> [WORK INSTRUCTIONS]: Turn all of the rows below into a numbered list, leaving out any blank lines.

> [RECORDS FOR PROCESSING]:
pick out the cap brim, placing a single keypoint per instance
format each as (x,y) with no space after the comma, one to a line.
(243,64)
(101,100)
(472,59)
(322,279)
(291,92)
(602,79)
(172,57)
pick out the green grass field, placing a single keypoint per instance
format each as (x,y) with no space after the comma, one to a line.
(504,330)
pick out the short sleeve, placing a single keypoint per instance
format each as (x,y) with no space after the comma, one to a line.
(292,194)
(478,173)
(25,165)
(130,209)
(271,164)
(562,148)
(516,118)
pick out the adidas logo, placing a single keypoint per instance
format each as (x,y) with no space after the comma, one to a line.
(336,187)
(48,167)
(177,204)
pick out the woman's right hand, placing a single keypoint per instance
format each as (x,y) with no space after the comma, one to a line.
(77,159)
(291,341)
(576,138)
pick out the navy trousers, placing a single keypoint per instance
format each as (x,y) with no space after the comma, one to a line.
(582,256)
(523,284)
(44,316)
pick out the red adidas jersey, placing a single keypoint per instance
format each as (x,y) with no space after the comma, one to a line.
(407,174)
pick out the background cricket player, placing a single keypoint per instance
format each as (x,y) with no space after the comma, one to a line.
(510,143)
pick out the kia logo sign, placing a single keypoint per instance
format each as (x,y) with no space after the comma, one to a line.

> [EXPECTED ANSWER]:
1. pick out the cap brim, placing a single keypoint per instance
2. format each as (x,y) with no space after the comma, one to a line.
3. (243,64)
4. (101,100)
5. (472,59)
6. (322,279)
7. (291,92)
8. (602,79)
9. (172,57)
10. pick out the green grass field, placing a single keypoint per instance
11. format each as (x,y) with no space after the comma, one to a line.
12. (504,330)
13. pick out the short sleeve, placing a single keypoint per instance
14. format each as (x,y) with no space after the comma, one to a line.
15. (292,194)
16. (478,173)
17. (25,165)
18. (130,209)
19. (271,164)
20. (562,148)
21. (516,118)
22. pick out the adidas logo, placing a single keypoint per instance
23. format each as (x,y) with no space after the comma, one to a line.
24. (336,187)
25. (48,167)
26. (177,204)
27. pick out the woman's right hand, placing a single keypoint per instance
28. format each as (x,y) with no space after the comma, one to a line.
29. (77,159)
30. (291,341)
31. (576,138)
32. pick out the navy trousers, placing a single keypoint per instance
33. format each as (x,y) with no space after the comma, one to a line.
34. (582,256)
35. (523,284)
36. (44,316)
37. pick out the red adidas jersey, placing a single keypoint per instance
38. format each as (x,y) with no space after the comma, one to a line.
39. (407,174)
40. pick out the background cricket player, placing a single keypoint per instance
41. format each as (x,y) with no space after the comma, one to a line.
42. (510,143)
43. pick out the kia logo sign, placing a single keypoint per instance
44. format each as (x,y) with no space after the comma, one to a line.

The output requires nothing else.